==== Given data

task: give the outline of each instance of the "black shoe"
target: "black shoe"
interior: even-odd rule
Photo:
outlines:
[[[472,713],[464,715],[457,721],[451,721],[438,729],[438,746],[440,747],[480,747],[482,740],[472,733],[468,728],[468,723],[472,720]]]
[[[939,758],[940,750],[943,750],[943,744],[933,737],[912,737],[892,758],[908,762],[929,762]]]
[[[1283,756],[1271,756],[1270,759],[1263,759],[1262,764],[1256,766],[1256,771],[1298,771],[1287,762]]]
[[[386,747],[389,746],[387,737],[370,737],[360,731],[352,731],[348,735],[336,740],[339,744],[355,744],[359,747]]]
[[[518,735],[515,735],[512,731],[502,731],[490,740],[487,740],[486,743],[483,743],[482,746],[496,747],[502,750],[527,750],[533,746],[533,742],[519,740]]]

========

▶ **Stated exercise**:
Return the lines above, unchanged.

▶ **Reply to the exercise**:
task: give the outline of each instance of the "black shoe"
target: "black shoe"
interior: even-odd rule
Photo:
outlines:
[[[472,713],[464,715],[457,721],[451,721],[438,729],[438,746],[440,747],[480,747],[482,740],[472,733],[468,728],[468,723],[472,720]]]
[[[939,758],[940,750],[943,750],[943,744],[933,737],[912,737],[892,758],[908,762],[929,762]]]
[[[1283,756],[1271,756],[1270,759],[1263,759],[1262,764],[1256,766],[1256,771],[1298,771],[1287,762]]]
[[[386,747],[389,746],[387,737],[370,737],[360,731],[352,731],[348,735],[336,740],[339,744],[355,744],[359,747]]]
[[[518,735],[515,735],[512,731],[502,731],[490,740],[487,740],[486,743],[483,743],[482,746],[496,747],[502,750],[527,750],[533,746],[533,742],[519,740]]]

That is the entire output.